▶ _What you should do_: All lines from the one containing "jeans with a single point, one per instance." through the final line of the material below must appear exactly as they are, with nothing else.

════════

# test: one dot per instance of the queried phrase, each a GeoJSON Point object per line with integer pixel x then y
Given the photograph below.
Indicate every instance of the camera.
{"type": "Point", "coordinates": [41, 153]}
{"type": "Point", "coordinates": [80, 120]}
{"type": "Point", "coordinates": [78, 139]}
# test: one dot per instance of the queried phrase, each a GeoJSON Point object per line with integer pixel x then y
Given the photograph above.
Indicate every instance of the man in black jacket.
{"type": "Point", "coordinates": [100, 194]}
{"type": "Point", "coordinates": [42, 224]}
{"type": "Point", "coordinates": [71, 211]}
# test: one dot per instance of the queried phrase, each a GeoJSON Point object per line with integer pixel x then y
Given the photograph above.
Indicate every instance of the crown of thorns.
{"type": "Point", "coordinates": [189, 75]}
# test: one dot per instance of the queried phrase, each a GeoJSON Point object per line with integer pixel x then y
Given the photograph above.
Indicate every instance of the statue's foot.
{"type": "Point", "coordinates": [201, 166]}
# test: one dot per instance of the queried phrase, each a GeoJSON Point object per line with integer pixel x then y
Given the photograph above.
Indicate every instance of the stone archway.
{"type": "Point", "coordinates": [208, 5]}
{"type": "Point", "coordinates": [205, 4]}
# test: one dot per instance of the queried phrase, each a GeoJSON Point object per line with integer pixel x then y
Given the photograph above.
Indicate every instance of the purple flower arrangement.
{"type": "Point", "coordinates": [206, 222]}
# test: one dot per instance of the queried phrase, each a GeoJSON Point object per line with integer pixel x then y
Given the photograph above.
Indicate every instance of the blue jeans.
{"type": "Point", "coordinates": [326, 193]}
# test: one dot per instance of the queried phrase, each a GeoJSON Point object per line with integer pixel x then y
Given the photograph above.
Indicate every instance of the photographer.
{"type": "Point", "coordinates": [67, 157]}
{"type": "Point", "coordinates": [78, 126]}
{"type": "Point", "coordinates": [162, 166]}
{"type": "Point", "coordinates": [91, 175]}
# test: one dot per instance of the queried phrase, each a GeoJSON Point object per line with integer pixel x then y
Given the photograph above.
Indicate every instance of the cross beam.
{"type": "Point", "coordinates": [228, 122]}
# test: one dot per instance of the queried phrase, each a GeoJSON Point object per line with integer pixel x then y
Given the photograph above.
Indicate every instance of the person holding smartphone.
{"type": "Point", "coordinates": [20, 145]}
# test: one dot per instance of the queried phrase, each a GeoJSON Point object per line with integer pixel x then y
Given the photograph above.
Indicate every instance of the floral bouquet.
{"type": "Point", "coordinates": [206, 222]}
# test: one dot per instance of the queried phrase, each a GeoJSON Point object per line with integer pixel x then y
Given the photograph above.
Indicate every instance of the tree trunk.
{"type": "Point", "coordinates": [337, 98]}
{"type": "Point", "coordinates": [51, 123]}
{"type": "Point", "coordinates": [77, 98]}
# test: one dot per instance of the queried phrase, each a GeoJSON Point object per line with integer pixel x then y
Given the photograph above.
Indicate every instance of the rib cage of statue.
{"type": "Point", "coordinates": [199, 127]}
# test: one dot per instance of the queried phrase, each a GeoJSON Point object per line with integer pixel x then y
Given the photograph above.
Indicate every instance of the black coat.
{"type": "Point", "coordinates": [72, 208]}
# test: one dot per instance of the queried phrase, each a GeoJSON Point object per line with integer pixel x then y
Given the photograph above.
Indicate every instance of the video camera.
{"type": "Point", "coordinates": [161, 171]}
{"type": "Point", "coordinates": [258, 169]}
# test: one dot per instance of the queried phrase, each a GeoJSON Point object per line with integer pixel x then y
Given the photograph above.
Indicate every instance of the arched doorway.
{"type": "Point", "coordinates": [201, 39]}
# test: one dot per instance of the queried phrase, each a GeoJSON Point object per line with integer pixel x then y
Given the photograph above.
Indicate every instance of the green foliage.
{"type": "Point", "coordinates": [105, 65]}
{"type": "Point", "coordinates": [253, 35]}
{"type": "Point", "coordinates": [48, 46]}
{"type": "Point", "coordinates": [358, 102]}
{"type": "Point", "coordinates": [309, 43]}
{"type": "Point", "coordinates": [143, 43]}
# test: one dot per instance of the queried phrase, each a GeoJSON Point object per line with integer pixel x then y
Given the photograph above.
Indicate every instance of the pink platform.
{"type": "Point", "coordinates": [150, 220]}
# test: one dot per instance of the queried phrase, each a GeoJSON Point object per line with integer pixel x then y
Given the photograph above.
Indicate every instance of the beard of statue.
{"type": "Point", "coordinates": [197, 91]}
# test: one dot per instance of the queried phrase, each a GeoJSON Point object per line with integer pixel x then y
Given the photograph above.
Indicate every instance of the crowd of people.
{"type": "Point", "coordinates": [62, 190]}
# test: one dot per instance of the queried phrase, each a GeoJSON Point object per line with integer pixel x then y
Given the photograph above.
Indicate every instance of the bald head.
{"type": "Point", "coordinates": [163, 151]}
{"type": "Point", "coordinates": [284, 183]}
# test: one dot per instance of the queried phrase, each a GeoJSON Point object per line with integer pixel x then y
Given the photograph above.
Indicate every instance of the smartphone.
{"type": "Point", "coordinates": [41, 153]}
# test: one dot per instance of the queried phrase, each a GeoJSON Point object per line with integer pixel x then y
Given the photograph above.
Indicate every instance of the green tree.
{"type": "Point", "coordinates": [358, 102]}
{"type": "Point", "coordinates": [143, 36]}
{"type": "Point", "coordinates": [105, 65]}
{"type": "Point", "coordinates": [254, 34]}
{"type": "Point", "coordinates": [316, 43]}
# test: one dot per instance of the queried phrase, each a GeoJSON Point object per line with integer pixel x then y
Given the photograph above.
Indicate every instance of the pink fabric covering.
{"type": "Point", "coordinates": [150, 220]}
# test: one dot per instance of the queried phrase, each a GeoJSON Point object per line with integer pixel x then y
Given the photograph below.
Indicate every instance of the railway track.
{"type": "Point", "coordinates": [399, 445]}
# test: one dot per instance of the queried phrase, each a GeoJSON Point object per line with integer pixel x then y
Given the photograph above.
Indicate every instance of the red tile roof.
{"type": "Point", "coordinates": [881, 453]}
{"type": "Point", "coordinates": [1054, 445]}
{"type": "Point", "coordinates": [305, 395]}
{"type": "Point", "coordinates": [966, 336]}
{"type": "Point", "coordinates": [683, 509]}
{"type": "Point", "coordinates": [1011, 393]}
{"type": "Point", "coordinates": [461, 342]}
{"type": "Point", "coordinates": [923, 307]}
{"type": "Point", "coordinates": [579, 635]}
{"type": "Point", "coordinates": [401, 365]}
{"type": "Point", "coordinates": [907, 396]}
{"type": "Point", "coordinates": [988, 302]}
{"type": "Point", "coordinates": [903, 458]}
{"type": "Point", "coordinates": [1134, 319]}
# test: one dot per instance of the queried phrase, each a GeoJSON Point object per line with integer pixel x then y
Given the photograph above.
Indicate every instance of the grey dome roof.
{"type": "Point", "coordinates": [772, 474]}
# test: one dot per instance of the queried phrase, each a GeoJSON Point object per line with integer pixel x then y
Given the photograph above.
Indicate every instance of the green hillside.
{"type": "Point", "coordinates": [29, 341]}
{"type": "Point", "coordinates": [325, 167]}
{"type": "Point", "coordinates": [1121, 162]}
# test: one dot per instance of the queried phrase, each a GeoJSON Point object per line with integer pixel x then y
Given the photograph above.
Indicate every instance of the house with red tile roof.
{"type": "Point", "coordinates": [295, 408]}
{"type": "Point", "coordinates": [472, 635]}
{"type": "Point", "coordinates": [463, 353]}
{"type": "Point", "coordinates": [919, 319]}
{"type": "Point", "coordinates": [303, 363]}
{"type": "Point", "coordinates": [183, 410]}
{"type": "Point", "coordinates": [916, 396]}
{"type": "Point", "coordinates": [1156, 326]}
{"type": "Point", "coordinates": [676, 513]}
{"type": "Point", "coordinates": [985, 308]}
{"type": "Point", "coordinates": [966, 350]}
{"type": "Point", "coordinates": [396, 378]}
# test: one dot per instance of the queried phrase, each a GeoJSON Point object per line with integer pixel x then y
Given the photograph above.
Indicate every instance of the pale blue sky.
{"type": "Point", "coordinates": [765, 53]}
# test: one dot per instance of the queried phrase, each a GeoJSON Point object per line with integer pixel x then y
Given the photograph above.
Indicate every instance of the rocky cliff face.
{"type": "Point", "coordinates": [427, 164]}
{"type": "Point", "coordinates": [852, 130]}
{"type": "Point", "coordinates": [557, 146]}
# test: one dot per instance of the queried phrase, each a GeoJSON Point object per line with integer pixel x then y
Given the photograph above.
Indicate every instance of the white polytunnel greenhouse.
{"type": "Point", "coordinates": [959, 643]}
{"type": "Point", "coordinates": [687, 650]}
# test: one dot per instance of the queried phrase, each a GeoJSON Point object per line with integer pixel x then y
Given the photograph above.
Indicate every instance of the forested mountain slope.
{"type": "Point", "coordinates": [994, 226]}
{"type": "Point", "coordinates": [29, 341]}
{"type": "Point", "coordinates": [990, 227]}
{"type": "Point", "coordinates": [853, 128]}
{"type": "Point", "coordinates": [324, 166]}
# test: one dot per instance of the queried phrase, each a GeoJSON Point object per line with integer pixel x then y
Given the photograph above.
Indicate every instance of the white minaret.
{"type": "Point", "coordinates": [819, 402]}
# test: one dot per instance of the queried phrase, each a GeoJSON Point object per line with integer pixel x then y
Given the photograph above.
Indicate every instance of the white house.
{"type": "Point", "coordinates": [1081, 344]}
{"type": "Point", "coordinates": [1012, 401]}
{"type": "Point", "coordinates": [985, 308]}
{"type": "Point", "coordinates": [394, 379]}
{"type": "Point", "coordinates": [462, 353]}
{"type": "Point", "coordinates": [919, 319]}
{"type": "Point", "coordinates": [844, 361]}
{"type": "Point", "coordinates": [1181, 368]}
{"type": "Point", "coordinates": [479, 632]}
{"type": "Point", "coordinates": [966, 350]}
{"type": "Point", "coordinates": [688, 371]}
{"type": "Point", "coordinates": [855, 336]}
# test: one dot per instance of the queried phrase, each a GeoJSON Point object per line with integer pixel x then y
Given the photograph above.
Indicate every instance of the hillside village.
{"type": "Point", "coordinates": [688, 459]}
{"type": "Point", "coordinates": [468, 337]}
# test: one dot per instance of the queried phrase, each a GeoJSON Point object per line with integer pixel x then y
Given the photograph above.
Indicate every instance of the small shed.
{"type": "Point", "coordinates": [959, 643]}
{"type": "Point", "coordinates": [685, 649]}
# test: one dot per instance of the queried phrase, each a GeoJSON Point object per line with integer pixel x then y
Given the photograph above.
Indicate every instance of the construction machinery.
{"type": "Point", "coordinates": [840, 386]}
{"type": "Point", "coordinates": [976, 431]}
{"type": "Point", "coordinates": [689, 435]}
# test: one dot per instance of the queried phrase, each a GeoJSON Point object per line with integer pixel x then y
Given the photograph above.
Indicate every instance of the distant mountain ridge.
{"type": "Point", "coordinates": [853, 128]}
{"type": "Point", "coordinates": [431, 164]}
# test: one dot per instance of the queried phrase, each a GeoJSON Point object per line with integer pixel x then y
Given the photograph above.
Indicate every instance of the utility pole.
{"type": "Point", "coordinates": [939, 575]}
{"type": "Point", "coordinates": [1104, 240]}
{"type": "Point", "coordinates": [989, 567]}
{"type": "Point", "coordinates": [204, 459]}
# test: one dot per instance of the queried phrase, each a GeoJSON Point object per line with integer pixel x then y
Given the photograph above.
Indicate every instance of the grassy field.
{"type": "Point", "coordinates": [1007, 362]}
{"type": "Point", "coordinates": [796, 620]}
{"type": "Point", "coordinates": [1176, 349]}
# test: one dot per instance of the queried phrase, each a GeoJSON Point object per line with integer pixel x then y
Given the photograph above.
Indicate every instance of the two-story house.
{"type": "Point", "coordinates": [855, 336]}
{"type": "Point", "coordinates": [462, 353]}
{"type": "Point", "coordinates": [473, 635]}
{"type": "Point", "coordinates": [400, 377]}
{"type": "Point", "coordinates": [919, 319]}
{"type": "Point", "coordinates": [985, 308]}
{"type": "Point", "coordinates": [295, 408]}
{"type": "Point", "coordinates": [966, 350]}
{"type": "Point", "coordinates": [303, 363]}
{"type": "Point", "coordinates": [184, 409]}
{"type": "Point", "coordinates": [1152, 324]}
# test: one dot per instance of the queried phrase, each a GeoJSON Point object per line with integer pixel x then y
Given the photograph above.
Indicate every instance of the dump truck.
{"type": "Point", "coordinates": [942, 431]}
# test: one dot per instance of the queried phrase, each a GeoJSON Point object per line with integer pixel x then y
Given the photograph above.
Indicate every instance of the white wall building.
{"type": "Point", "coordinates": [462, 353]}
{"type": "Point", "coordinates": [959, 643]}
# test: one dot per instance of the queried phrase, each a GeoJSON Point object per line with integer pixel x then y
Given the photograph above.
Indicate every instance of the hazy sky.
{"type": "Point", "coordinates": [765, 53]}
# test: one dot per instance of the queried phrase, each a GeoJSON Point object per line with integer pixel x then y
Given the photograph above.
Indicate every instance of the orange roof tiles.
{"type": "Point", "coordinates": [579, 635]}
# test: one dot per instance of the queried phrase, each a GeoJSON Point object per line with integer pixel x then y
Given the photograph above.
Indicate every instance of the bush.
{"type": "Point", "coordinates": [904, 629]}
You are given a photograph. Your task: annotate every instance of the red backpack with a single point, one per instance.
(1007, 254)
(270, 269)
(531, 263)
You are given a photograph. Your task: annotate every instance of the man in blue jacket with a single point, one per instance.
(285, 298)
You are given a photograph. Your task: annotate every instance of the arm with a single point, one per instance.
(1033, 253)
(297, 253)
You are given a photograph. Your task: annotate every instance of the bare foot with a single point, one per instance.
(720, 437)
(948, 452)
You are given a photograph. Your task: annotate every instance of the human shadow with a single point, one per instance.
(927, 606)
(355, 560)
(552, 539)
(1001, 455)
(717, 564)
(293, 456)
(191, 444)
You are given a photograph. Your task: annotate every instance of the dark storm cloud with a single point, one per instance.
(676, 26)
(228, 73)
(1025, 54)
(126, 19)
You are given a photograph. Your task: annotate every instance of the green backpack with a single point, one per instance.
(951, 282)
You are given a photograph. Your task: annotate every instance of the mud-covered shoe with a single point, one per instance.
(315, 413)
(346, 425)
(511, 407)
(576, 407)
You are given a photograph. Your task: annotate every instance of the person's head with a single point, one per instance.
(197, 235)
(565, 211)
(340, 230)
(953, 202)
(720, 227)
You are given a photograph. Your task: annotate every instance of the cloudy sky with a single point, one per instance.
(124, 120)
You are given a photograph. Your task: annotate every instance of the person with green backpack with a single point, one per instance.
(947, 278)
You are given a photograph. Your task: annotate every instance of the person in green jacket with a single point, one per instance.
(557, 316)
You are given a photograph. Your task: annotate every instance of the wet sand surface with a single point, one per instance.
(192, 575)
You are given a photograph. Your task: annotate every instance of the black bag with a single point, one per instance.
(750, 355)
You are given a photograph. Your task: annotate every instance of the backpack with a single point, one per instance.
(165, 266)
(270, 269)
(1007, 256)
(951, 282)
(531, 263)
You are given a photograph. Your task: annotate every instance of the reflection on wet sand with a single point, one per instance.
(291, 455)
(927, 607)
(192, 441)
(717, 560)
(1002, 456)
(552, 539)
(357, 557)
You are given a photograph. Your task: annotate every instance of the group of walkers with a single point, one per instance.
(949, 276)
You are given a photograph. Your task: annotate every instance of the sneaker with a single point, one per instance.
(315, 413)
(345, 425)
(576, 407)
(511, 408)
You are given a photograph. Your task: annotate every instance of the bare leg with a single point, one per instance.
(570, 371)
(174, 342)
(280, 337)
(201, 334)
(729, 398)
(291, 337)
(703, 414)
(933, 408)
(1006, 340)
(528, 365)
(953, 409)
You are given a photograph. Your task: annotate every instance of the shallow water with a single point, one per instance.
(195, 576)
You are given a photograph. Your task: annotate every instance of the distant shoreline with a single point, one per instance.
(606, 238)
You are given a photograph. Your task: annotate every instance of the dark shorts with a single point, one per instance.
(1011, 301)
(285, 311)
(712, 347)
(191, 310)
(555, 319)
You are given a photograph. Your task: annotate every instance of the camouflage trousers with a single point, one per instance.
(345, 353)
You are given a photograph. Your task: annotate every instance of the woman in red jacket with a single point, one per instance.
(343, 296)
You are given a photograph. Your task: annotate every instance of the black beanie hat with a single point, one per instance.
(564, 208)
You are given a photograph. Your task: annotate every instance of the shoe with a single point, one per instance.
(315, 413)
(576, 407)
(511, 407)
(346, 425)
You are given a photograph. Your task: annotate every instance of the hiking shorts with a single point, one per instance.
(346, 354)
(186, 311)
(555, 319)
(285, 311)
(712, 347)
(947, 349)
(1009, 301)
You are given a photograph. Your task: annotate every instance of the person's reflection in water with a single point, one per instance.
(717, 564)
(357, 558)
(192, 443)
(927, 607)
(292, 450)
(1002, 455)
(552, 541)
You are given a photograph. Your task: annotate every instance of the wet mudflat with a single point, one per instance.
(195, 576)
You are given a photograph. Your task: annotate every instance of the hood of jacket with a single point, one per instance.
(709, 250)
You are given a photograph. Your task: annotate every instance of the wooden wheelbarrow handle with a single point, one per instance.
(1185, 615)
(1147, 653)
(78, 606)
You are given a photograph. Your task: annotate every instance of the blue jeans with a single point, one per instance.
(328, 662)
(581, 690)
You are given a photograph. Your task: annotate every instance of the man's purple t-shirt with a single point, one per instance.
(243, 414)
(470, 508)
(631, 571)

════════

▶ _The answer_:
You are given a photograph. Your task: annotate every instance of the blue jeans with a single point, one per instance.
(328, 662)
(581, 690)
You are given a photograph. Your task: annotate every instance of the man's purple t-shirt with a single point, one per instance.
(243, 414)
(470, 508)
(631, 571)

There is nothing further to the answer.